_Entries shown:_

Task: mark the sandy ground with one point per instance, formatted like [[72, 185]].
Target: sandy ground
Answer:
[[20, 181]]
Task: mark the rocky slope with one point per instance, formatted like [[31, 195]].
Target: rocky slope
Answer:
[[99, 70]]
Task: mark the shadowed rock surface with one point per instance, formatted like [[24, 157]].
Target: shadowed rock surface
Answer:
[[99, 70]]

_Required work:_ Each record above should be output again exactly.

_Exercise response:_
Task: mark the sandy ground with one point per instance, formatted like [[72, 185]].
Target: sandy ground
Answer:
[[20, 181]]
Task: mark the rocky slope with one point per instance, formatted like [[31, 195]].
Target: rocky slope
Answer:
[[99, 70]]
Task: mark the shadowed rock surface with one point per instance, formatted like [[24, 157]].
Target: shadowed rock surface
Answer:
[[99, 70]]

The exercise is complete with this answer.